Brano proposto:
● ● ●

Durante i secoli la pianta del mirto è stata utilizzata nei modi più vari. Bisogna far ricorso alle splendide pagine della mitologia greca per trovare i primi riferimenti a questa pianta: fu sacra a Venere, dea dell’Amore, la quale, dopo il giudizio di Paride, si cinse la testa con una corona composta da rametti di mirto intrecciati. La pianta ebbe un utilizzo anche come ornamento presso gli antichi Romani che, insieme ai Greci, ne conoscevano le proprietà medicamentose: dal mirto ricavavano decotti, oli, estratti e pomate con le quali curavano malattie come l’ulcera e alcune affezioni delle vie respiratorie. Nel Medioevo i profumieri ottenevano dai suoi fiori, tramite distillazione, un’essenza chiamata “acqua degli angeli”.
In Sardegna l’utilizzo delle bacche di mirto per la preparazione del liquore risale presumibilmente all’800. L’infuso veniva prodotto in casa per un uso strettamente familiare: in Sardegna si faceva il liquore, mentre nella vicina Corsica il mirto veniva usato come spezia per condire i prodotti di cacciagione.
Nelle famiglie si produceva il vino di mirto dalla macerazione idroalcolica delle bacche mature: si utilizzava una miscela di alcool e acqua o, più probabilmente, acquavite e acqua oppure lo stesso vino. Al termine del periodo di macerazione all’estratto si aggiungeva zucchero o miele per dolcificarlo. Il prodotto era destinato all’autoconsumo e la ricetta era molto semplice: una certa quantità di bacche mature veniva messa in infusione in alcool e acqua, e con un’aggiunta di zucchero o miele come dolcificante si otteneva un liquore dolce, genuino, dalle particolari proprietà stomatiche e digestive. Questa scarna ricetta è ancora oggi utilizzata da alcune aziende produttrici di liquore di mirto.

● ● ●

Dati di partenza:

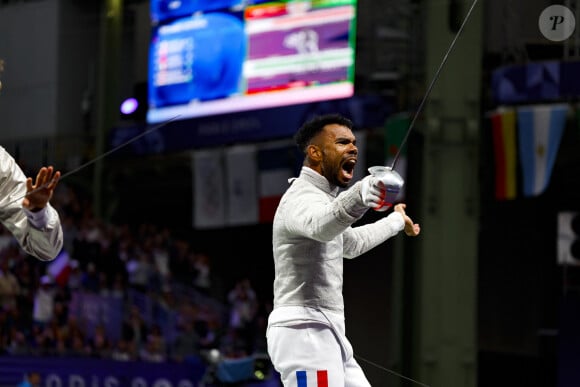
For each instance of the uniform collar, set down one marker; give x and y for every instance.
(318, 180)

● ● ●

Cosa si chiede:
1/ Nel brano proposto sul mirto, che nome aveva l'essenza che i profumieri medievali ricavavano dai fiori della pianta?
2/ Elenca tutti i preparati che, secondo il brano proposto, gli antichi Romani ricavavano dal mirto.
3/ Traduci in inglese questa frase del brano proposto: "In Sardegna l’utilizzo delle bacche di mirto per la preparazione del liquore risale presumibilmente all’800."

Elenco risposte:
1/ Si chiamava "acqua degli angeli".

2/ Decotti, oli, estratti e pomate.

3/ In Sardinia, the use of myrtle berries to make liqueur presumably dates back to the 1800s.